*** Opening Page excerpt ***

NWCG Safety Gram Reporting Criteria
Revised: 8/14/09

Safety Gram data will include wildland fire related incidents/accidents that result in:

• Fatality(s)
• Entrapment(s)
• Burnover of personnel
• Burnover of fire suppression apparatus (e.g., fire engines)
• Incidents/accidents that result in three or more persons requiring in-patient hospitalization
• Serious life threatening injury/illness or high probability of life threatening injury/illness
• Vehicle accidents (including ATV/UTVs) with potential for serious injury/property damage (e.g., rollovers)
• Aviation Fatalities


Data will be collected for:

• Personnel involved in the direct support of wildfire, firefighting, prescribed fire, fire suppression damage repair and fire rehabilitation (private citizens acting on their own behalf resulting in injury or death will not be included).
• Suppression apparatus that are damaged and/or destroyed as a direct result from operational involvement (parked vehicles with no occupants that are damaged from flame impingement will not be included).
• Any fire resource on an incident, in mobilization or demobilization status.
• Training or work capacity test related accidents that result in any of the above.


Data will be captured under the following categories:

Date – the date that the incident/accident occurred

Location – the location where the incident/accident occurred:
• Incident name (if applicable)
• Jurisdictional Unit (e.g., forest, district, refuge, etc.)

*** Closing Page excerpt ***
*** Opening Dataset ***

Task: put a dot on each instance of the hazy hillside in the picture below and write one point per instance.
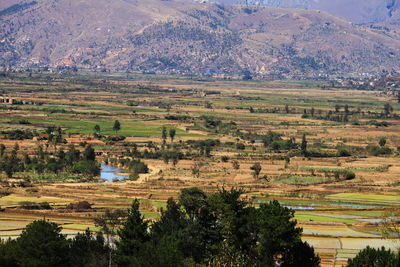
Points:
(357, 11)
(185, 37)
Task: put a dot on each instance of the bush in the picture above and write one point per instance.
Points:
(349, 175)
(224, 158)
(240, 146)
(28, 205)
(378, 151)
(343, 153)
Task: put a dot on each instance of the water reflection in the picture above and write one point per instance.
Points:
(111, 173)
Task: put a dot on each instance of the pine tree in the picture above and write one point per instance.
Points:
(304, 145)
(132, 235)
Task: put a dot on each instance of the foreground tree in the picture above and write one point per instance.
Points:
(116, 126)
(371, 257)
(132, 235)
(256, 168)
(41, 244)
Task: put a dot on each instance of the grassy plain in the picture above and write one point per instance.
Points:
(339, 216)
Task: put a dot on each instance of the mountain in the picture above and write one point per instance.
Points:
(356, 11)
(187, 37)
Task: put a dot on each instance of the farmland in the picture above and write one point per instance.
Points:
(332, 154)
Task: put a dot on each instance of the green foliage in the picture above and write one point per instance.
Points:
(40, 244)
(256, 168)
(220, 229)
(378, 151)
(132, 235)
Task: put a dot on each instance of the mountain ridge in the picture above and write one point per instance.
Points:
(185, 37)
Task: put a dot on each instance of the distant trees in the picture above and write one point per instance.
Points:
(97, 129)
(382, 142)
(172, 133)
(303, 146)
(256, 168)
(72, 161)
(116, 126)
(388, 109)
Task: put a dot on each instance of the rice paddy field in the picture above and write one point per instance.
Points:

*** Closing Dataset ***
*** Opening Dataset ***

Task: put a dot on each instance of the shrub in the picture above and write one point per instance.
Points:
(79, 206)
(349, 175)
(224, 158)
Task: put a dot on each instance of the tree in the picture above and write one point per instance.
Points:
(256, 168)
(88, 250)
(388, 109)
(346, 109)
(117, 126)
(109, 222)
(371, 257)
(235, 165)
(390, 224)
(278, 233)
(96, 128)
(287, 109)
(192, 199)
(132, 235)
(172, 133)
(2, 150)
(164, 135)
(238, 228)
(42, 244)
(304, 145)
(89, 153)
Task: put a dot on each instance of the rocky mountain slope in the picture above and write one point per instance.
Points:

*** Closing Dataset ***

# Work task 1
From the NWCG Safety Gram reporting criteria, extract word for word the passage starting with "Data will be collected" and going on through "name (if applicable)".
# Work task 2
List every result that, according to the NWCG Safety Gram reporting criteria, puts a wildland fire incident or accident into Safety Gram data.
# Work task 3
Continue the NWCG Safety Gram reporting criteria from the point where the text stops.

# Answer 1
Data will be collected for:

• Personnel involved in the direct support of wildfire, firefighting, prescribed fire, fire suppression damage repair and fire rehabilitation (private citizens acting on their own behalf resulting in injury or death will not be included).
• Suppression apparatus that are damaged and/or destroyed as a direct result from operational involvement (parked vehicles with no occupants that are damaged from flame impingement will not be included).
• Any fire resource on an incident, in mobilization or demobilization status.
• Training or work capacity test related accidents that result in any of the above.


Data will be captured under the following categories:

Date – the date that the incident/accident occurred

Location – the location where the incident/accident occurred:
• Incident name (if applicable)

# Answer 2
• Fatality(s)
• Entrapment(s)
• Burnover of personnel
• Burnover of fire suppression apparatus (e.g., fire engines)
• Incidents/accidents that result in three or more persons requiring in-patient hospitalization
• Serious life threatening injury/illness or high probability of life threatening injury/illness
• Vehicle accidents (including ATV/UTVs) with potential for serious injury/property damage (e.g., rollovers)
• Aviation Fatalities

# Answer 3
• State
• If jurisdictional unit is not available, identify by nearest town/city

Activity – describe primary and secondary (if available) operational activity when incident/accident occurred:
• Firefighting (signify wildfire or prescribed fire)
• Driving (on incident, mobilization, or demobilization)
• Training
• Work Capacity Test
• Tree felling
• Aviation

Agency/Entity of personnel involved – identify personnel involved by agency.
• Specify if Federal, State or local employee or contractor
• If state employee list the state employed not state occurred

Type of Accident/Illness – describe type of incident/accident or direct causal factor:
• Vehicle Accident (rollover, collision, etc.)
• Medical (describe cause)
• Entrapment
• Burnover
• Hit by hazard tree
• Lightning
• Drowning
• Aviation Accident
• Falls

Number of People – total number of persons directly involved in the incident/accident

Number Fire Shelters Deployed – total number of shelters deployed

Fatalities – of the number of persons involved state how many resulted in fatality

Injuries – briefly describe type of injuries sustained

Totals – number of personnel involved and fatalities

The respective SHWT agency representative who has jurisdiction involving the incident/accident will make the recommendation on Safety Gram posting. SHWT will make final determinations for Safety Gram posting.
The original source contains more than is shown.